(Stored entries)
════════════════

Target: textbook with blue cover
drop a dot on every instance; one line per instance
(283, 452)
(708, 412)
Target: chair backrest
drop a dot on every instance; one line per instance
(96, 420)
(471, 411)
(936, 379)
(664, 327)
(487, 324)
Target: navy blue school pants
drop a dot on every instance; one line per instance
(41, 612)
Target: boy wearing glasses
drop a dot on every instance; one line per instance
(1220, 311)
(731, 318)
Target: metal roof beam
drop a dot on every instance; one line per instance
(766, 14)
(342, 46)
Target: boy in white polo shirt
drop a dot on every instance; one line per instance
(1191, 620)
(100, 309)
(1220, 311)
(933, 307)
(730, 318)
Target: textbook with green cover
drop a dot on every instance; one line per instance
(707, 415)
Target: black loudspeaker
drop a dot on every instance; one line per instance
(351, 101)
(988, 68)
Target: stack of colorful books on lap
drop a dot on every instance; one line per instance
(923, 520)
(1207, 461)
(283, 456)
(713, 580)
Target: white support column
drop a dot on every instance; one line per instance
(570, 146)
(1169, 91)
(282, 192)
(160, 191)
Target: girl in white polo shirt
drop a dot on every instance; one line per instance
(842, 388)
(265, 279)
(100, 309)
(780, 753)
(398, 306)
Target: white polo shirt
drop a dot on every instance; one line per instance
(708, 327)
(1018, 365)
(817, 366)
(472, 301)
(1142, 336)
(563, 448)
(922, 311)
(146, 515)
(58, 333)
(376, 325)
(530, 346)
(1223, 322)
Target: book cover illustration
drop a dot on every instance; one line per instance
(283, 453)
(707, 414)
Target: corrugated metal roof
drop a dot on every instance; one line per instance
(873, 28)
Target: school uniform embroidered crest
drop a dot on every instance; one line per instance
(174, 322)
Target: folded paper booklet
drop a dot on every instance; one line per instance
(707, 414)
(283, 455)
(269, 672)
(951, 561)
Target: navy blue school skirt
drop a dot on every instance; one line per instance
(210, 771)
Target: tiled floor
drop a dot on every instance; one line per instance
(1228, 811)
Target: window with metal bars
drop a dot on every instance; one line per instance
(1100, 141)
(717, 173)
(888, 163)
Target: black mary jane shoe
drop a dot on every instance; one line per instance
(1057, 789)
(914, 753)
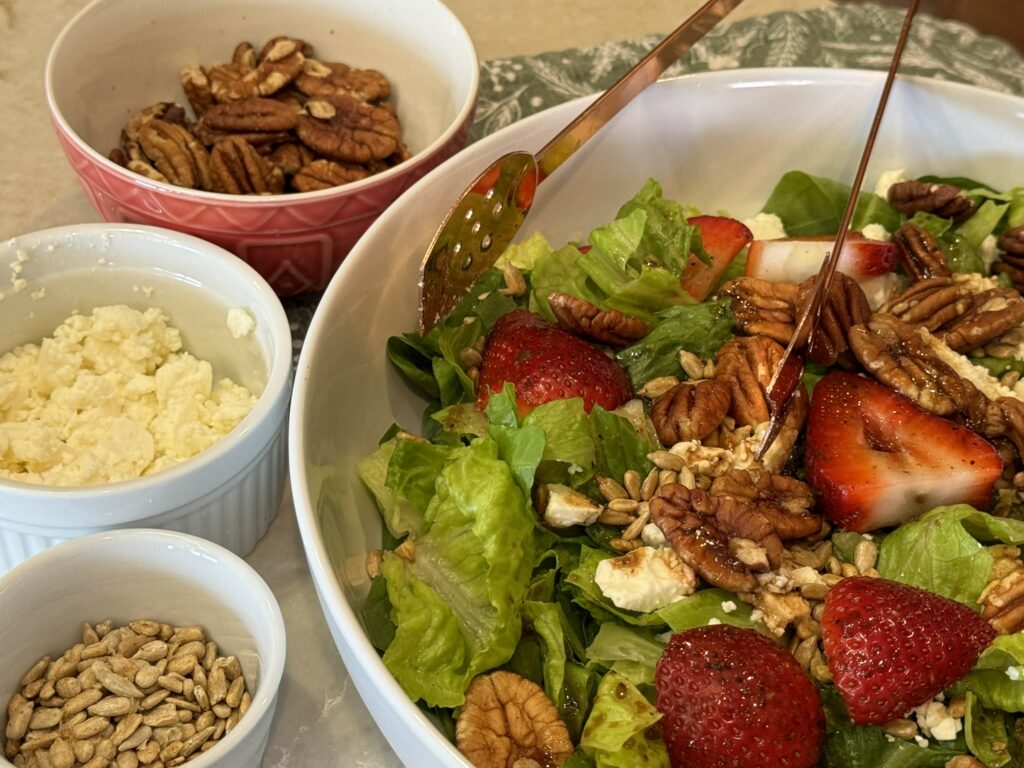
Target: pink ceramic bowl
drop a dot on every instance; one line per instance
(118, 56)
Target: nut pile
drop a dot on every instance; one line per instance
(267, 122)
(143, 694)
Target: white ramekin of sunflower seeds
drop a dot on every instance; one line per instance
(137, 647)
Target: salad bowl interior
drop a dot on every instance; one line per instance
(719, 141)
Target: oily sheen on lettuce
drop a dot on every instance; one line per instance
(944, 551)
(456, 607)
(616, 731)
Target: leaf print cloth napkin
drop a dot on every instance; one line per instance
(844, 36)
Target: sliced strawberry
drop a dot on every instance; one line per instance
(723, 238)
(795, 259)
(547, 364)
(891, 646)
(877, 459)
(730, 696)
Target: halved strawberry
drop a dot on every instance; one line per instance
(732, 698)
(877, 459)
(723, 238)
(796, 259)
(891, 646)
(546, 364)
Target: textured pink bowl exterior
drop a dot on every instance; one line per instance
(296, 245)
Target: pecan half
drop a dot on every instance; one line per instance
(895, 353)
(1003, 602)
(166, 111)
(320, 79)
(323, 174)
(239, 169)
(747, 365)
(291, 157)
(176, 154)
(235, 81)
(699, 527)
(786, 502)
(244, 56)
(762, 307)
(507, 721)
(993, 312)
(604, 326)
(281, 47)
(357, 133)
(1012, 241)
(250, 116)
(942, 200)
(690, 411)
(845, 306)
(920, 253)
(199, 91)
(931, 302)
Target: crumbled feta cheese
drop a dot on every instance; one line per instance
(645, 580)
(975, 283)
(652, 536)
(988, 251)
(240, 322)
(110, 396)
(568, 507)
(880, 289)
(766, 226)
(984, 381)
(935, 721)
(876, 231)
(887, 179)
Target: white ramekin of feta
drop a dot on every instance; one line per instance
(144, 380)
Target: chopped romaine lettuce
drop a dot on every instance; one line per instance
(700, 329)
(457, 605)
(944, 551)
(812, 206)
(617, 733)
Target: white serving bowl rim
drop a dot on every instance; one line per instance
(353, 644)
(271, 664)
(259, 201)
(108, 502)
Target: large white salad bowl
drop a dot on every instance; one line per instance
(718, 140)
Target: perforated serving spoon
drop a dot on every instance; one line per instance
(489, 212)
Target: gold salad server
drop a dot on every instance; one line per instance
(489, 212)
(785, 381)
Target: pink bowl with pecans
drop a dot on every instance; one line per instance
(119, 56)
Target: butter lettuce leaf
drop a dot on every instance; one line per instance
(399, 514)
(457, 606)
(700, 329)
(857, 747)
(619, 731)
(944, 551)
(812, 206)
(997, 678)
(704, 605)
(986, 735)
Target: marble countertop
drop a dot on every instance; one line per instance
(321, 720)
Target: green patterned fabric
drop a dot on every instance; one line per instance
(844, 36)
(859, 36)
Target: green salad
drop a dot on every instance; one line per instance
(473, 578)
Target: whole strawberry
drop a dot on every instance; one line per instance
(732, 698)
(891, 646)
(547, 364)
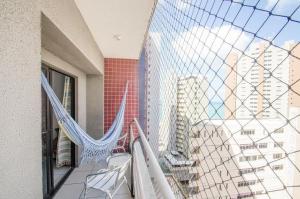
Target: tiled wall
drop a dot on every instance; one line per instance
(116, 73)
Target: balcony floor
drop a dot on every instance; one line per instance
(73, 186)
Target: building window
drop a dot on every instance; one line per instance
(262, 145)
(250, 158)
(278, 144)
(280, 130)
(248, 132)
(277, 155)
(246, 183)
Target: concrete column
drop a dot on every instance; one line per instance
(20, 100)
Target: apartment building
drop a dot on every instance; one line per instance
(258, 81)
(247, 158)
(161, 100)
(191, 106)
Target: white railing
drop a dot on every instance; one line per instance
(156, 172)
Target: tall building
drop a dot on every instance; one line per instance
(260, 87)
(161, 100)
(238, 159)
(191, 106)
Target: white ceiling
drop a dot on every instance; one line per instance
(109, 19)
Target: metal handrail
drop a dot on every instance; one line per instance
(160, 178)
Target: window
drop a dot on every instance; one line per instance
(250, 170)
(277, 167)
(246, 183)
(250, 158)
(280, 130)
(262, 145)
(278, 144)
(247, 146)
(277, 155)
(248, 132)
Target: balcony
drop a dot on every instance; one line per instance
(212, 107)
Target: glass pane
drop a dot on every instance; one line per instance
(61, 145)
(44, 139)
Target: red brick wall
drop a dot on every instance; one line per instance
(116, 73)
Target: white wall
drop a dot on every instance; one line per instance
(20, 100)
(67, 18)
(57, 63)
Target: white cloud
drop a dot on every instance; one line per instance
(198, 42)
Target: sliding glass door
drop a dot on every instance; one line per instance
(58, 152)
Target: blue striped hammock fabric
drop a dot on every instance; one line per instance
(92, 150)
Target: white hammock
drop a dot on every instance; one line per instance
(91, 149)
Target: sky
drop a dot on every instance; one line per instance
(195, 42)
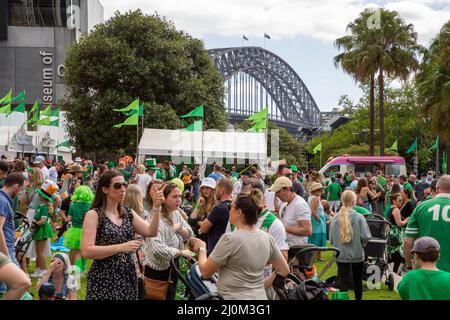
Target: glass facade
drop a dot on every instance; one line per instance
(43, 13)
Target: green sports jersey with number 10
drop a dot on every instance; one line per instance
(432, 218)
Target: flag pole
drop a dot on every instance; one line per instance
(437, 160)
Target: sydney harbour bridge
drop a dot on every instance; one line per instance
(256, 78)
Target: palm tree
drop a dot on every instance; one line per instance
(356, 61)
(390, 49)
(397, 55)
(433, 83)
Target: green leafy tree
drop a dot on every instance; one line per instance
(433, 81)
(132, 56)
(389, 49)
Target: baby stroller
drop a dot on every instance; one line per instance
(375, 249)
(197, 288)
(303, 282)
(24, 236)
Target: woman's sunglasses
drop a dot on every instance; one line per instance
(119, 185)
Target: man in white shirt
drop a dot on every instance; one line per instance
(39, 161)
(294, 212)
(143, 180)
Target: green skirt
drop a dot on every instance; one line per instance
(72, 238)
(44, 232)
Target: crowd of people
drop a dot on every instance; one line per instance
(133, 220)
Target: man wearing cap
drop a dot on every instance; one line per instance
(294, 212)
(296, 184)
(426, 282)
(3, 173)
(143, 180)
(39, 161)
(431, 218)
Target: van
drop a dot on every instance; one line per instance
(360, 165)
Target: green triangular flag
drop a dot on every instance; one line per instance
(130, 121)
(140, 111)
(197, 112)
(48, 111)
(444, 163)
(55, 113)
(260, 116)
(196, 126)
(394, 146)
(6, 109)
(132, 106)
(317, 148)
(42, 122)
(19, 97)
(7, 97)
(435, 145)
(19, 108)
(413, 147)
(64, 144)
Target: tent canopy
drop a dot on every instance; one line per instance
(215, 144)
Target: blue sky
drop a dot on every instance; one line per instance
(302, 31)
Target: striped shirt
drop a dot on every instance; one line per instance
(161, 249)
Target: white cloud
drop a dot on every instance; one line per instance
(324, 20)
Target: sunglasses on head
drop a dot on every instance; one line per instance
(119, 185)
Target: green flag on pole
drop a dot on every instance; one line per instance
(48, 111)
(413, 147)
(197, 112)
(54, 123)
(394, 146)
(65, 144)
(132, 106)
(435, 145)
(259, 116)
(6, 109)
(196, 126)
(444, 163)
(140, 111)
(7, 97)
(317, 148)
(130, 121)
(19, 108)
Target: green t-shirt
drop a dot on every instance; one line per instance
(432, 218)
(41, 211)
(425, 285)
(77, 211)
(382, 182)
(334, 192)
(126, 175)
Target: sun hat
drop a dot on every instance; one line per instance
(47, 190)
(208, 182)
(280, 183)
(75, 168)
(425, 244)
(39, 159)
(316, 186)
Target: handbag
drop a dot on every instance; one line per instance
(157, 289)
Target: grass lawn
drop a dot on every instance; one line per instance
(383, 294)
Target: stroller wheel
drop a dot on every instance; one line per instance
(390, 282)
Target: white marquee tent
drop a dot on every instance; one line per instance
(214, 145)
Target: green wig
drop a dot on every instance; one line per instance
(83, 194)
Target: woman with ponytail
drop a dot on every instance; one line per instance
(81, 202)
(349, 232)
(240, 256)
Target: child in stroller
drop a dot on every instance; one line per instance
(375, 249)
(303, 282)
(196, 288)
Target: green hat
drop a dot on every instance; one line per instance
(151, 162)
(111, 164)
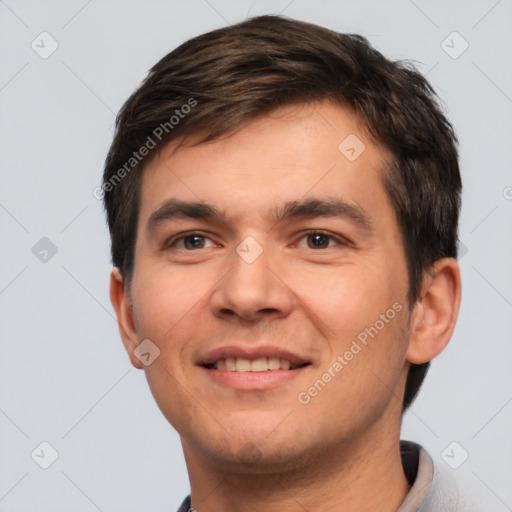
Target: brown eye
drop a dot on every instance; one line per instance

════════════════

§ Task
Beginning with the line that contains "Target: white marquee tent", write out every line through the last one in the records, exactly and without pictures.

§ Reply
Target: white marquee tent
drop a dot on every instance; one line per instance
(214, 145)
Target: green wig
drop a dot on every instance; one line per instance
(83, 194)
Target: woman with ponytail
drop a dot on every instance; one line per instance
(81, 202)
(349, 232)
(240, 256)
Target: child in stroller
drop a dot on every instance; one line per instance
(375, 249)
(303, 282)
(196, 288)
Target: green hat
drop a dot on every instance; one line per instance
(151, 162)
(111, 164)
Target: brown eye
drop a dot on every instance; one line per instance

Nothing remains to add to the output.